- WORK REQUIRED -
Your job is to copy every line in the material containing the word "plant".

============================================================

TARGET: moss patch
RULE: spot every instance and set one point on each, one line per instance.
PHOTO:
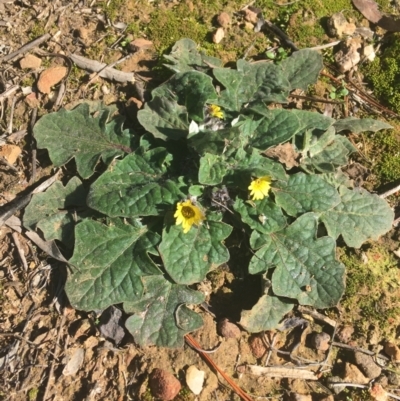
(372, 291)
(384, 75)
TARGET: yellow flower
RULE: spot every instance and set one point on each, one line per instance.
(216, 111)
(188, 214)
(259, 187)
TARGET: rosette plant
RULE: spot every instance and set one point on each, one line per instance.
(153, 220)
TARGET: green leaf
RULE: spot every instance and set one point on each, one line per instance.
(185, 57)
(331, 157)
(302, 68)
(265, 314)
(263, 216)
(136, 186)
(244, 165)
(305, 193)
(68, 134)
(164, 118)
(357, 125)
(306, 268)
(277, 127)
(251, 82)
(110, 262)
(161, 316)
(359, 216)
(191, 89)
(56, 211)
(189, 257)
(212, 169)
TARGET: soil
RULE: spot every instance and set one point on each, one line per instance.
(42, 337)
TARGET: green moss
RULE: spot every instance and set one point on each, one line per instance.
(372, 290)
(385, 155)
(168, 26)
(384, 75)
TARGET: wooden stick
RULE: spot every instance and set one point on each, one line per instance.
(102, 69)
(38, 41)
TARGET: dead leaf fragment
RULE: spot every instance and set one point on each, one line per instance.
(224, 19)
(218, 35)
(140, 44)
(51, 77)
(285, 154)
(369, 9)
(10, 153)
(30, 62)
(378, 393)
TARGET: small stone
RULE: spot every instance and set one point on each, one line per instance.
(320, 341)
(367, 365)
(228, 329)
(82, 32)
(250, 16)
(140, 44)
(300, 397)
(369, 52)
(224, 20)
(75, 361)
(338, 25)
(378, 393)
(393, 351)
(353, 375)
(257, 346)
(218, 35)
(164, 385)
(344, 334)
(10, 153)
(30, 62)
(195, 379)
(50, 77)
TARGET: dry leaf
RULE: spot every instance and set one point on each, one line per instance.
(51, 77)
(369, 9)
(218, 35)
(10, 153)
(285, 154)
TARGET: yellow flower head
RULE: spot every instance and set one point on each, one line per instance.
(215, 111)
(259, 187)
(188, 214)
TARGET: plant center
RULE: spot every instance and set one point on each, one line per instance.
(187, 212)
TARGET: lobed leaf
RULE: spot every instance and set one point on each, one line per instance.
(110, 262)
(56, 211)
(161, 316)
(305, 193)
(67, 134)
(189, 257)
(306, 267)
(136, 186)
(191, 89)
(359, 216)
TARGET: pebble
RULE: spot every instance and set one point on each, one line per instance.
(218, 35)
(320, 341)
(164, 385)
(227, 329)
(50, 77)
(224, 20)
(353, 375)
(257, 346)
(367, 365)
(393, 351)
(30, 62)
(344, 334)
(195, 379)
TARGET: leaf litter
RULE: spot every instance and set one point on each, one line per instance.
(81, 331)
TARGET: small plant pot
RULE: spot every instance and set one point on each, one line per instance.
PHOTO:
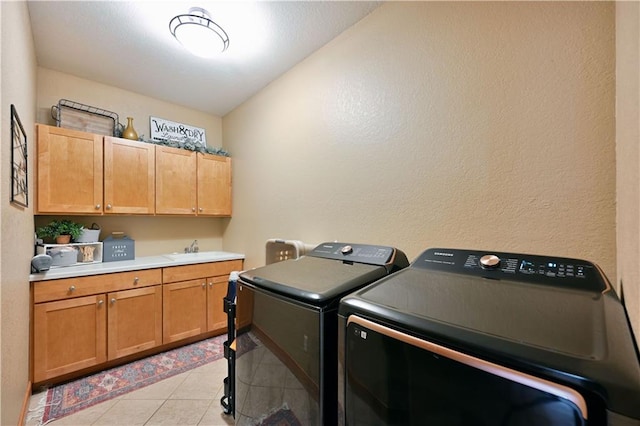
(63, 239)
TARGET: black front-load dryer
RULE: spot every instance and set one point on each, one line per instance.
(466, 337)
(287, 320)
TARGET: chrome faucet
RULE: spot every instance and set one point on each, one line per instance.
(193, 248)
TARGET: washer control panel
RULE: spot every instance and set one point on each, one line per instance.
(556, 271)
(357, 253)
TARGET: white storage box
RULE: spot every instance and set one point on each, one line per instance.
(72, 254)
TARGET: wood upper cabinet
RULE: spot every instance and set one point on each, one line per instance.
(85, 173)
(69, 171)
(175, 181)
(214, 185)
(129, 177)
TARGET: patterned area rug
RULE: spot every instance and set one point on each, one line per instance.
(74, 396)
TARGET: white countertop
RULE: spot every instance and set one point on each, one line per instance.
(149, 262)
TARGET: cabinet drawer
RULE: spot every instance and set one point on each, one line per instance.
(200, 270)
(44, 291)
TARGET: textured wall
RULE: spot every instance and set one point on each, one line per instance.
(153, 235)
(628, 154)
(479, 125)
(16, 223)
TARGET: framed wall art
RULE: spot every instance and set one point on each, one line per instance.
(19, 175)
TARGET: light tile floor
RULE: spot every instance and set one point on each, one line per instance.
(190, 398)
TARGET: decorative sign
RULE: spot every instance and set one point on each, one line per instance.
(19, 184)
(165, 130)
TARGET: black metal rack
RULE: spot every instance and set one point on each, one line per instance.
(228, 399)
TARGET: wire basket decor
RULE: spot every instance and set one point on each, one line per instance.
(86, 118)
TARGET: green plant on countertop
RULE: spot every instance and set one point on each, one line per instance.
(56, 228)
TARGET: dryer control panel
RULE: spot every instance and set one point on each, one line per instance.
(555, 271)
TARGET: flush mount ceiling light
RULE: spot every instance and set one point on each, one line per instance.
(198, 33)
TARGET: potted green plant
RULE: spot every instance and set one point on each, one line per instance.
(62, 231)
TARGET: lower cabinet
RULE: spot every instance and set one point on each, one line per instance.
(216, 291)
(192, 299)
(134, 321)
(79, 323)
(68, 335)
(185, 309)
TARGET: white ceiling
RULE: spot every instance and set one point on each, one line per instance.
(127, 44)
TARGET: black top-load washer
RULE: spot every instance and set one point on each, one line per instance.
(466, 337)
(286, 362)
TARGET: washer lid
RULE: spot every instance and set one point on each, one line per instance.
(313, 280)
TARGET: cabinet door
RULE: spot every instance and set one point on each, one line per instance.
(214, 185)
(129, 177)
(175, 181)
(184, 309)
(134, 321)
(69, 170)
(68, 335)
(216, 316)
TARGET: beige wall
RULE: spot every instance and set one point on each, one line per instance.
(478, 125)
(16, 224)
(153, 235)
(628, 154)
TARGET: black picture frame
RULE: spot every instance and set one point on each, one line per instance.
(19, 163)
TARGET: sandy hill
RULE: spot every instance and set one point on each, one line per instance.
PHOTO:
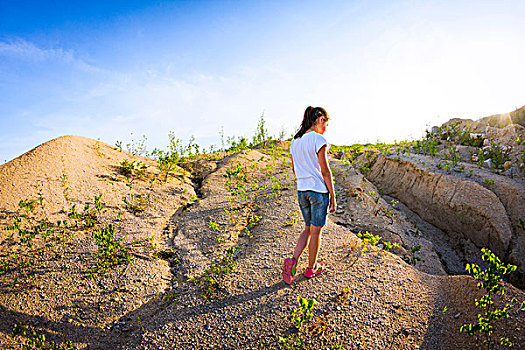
(190, 257)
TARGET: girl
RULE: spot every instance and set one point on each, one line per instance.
(315, 189)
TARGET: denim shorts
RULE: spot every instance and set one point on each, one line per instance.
(314, 207)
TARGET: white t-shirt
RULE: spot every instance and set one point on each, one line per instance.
(306, 163)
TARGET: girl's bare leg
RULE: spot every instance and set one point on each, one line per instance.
(313, 245)
(302, 242)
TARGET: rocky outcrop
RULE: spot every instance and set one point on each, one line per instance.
(462, 208)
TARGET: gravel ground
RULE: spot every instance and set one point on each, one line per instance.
(371, 300)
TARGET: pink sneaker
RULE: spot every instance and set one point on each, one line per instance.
(289, 270)
(318, 269)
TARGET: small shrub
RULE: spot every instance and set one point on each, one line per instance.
(491, 280)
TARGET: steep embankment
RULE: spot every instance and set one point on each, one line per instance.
(218, 284)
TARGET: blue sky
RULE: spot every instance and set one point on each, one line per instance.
(384, 70)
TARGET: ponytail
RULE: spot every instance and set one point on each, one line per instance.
(310, 116)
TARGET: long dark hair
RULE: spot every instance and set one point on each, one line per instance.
(310, 116)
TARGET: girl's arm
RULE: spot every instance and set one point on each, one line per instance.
(327, 176)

============================================================

- WORKED SOLUTION -
TARGET: rosette plant
TARGET: plant center
TARGET: small plant pot
TARGET: green plant on countertop
TARGET: potted green plant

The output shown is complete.